## begin Passage

Anyone frequenting the streets surrounding the Museum of Modern Art in Midtown Manhattan from Jan. 16 to Feb. 12 came upon a breathtaking nocturnal sight. Its walls were alive.
Projected upon seven of the MoMA’s facades was a bold and expressive exhibit, “Doug Aitken: sleepwalkers,” a visual narrative following the lives of five New Yorkers preparing for their night shifts.

Each character was separate, yet all became unexpectedly intertwined, through actions as routine as showers or the habitual wringing of hands, through objects as simple and symbolic as streetlights, light switches, and wheels; all within the syncopated rhythm of this great city.

The cast was eclectic, electrifying the architecture. Actress Tilda Swinton (“Chronicles of Narnia”) portrayed an office worker. Actor and musician Seu Jorge (“City of God,” “The Life Aquatic” with Steve Zissou) played an electrician. Chan Marshall (singer in Cat Power and actress from “V for Vendetta”) was a postal worker.

New York City street drummer Ryan Donowho (you may also recognize him from “Broken Flowers” and “Strangers with Candy”) was a bike messenger, and Donald Sutherland (M*A*S*H) a businessman. In an ingenious numeric parallel, every character’s segment was filmed in one of the five boroughs.

Each unique character brought a solitary 18-minute glimpse into their nights at work. As their stories, filled with ambitions and desires, sequentially mounted, the viewer began to build a relationship with not only these fictional characters, but with the city itself and the many people within it.

What started off as a simple video installment on several walls soon transformed itself into a living and breathing form, expanding upon what the MoMA called Aitken’s “theme of give and take between individuals.”

Particularly poignant were moments when the characters experienced bizarrely beautiful and dreamlike hallucinations.

Swinton, while in the midst of synchronized copying machines, was suddenly all at once in a circle of musicians, seductively swaying with her violin, her bowing arm violently sawing at the strings. Jorge, while repairing various brilliant neon signs, stopped at one point to scream at the top of his lungs.

Marshall sorted through an endless highway of envelopes and packages, and swiftly performed a pirouette, spinning faster and faster, until her surroundings seemed to fly away from her. Donowho took his soliloquy from a bike to a subway platform, calmly drumming on a plastic bucket until crescendo-ing into a deafening frenzied fervor. Sutherland, cool and composed, crossed the street, only to be violently hit by an unanticipated taxi. As if from the dead, Sutherland rose, tap dancing atop its golden yellow hood.

## end Passage
## begin Raw data

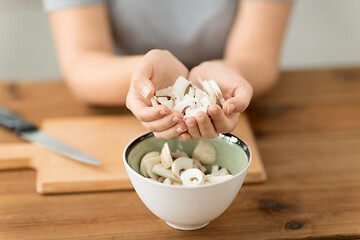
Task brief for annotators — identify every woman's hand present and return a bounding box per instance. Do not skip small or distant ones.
[180,61,253,140]
[126,49,189,139]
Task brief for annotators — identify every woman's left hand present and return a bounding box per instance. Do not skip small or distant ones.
[180,61,253,140]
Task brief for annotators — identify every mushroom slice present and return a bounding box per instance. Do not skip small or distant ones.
[205,174,232,183]
[171,149,189,159]
[192,139,216,164]
[163,178,171,185]
[209,94,217,104]
[157,176,166,183]
[188,87,195,97]
[208,79,225,106]
[151,164,181,182]
[156,96,169,105]
[155,86,171,97]
[150,96,159,107]
[172,76,191,101]
[216,168,230,176]
[193,159,207,173]
[200,95,211,107]
[195,88,207,99]
[197,77,215,95]
[143,156,161,180]
[180,168,204,187]
[162,99,175,110]
[160,143,173,168]
[184,106,207,119]
[172,100,195,114]
[171,157,193,177]
[171,181,182,186]
[211,165,219,175]
[140,152,160,177]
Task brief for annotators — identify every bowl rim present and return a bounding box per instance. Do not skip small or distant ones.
[123,132,252,189]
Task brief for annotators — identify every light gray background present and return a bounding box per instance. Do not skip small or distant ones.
[0,0,360,81]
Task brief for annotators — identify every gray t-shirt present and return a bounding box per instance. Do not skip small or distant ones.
[43,0,238,67]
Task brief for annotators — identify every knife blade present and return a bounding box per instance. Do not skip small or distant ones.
[0,106,101,166]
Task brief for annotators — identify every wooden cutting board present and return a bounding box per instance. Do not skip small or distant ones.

## end Raw data

Prompt 1 =
List the jobs that the five characters hold in the passage about the MoMA exhibit.
Prompt 2 =
Quote the passage about the MoMA exhibit, starting with "Projected upon seven" and going on through "their night shifts.".

Task output 1 =
- Office worker
- Electrician
- Postal worker
- Bike messenger
- Businessman

Task output 2 =
Projected upon seven of the MoMA’s facades was a bold and expressive exhibit, “Doug Aitken: sleepwalkers,” a visual narrative following the lives of five New Yorkers preparing for their night shifts.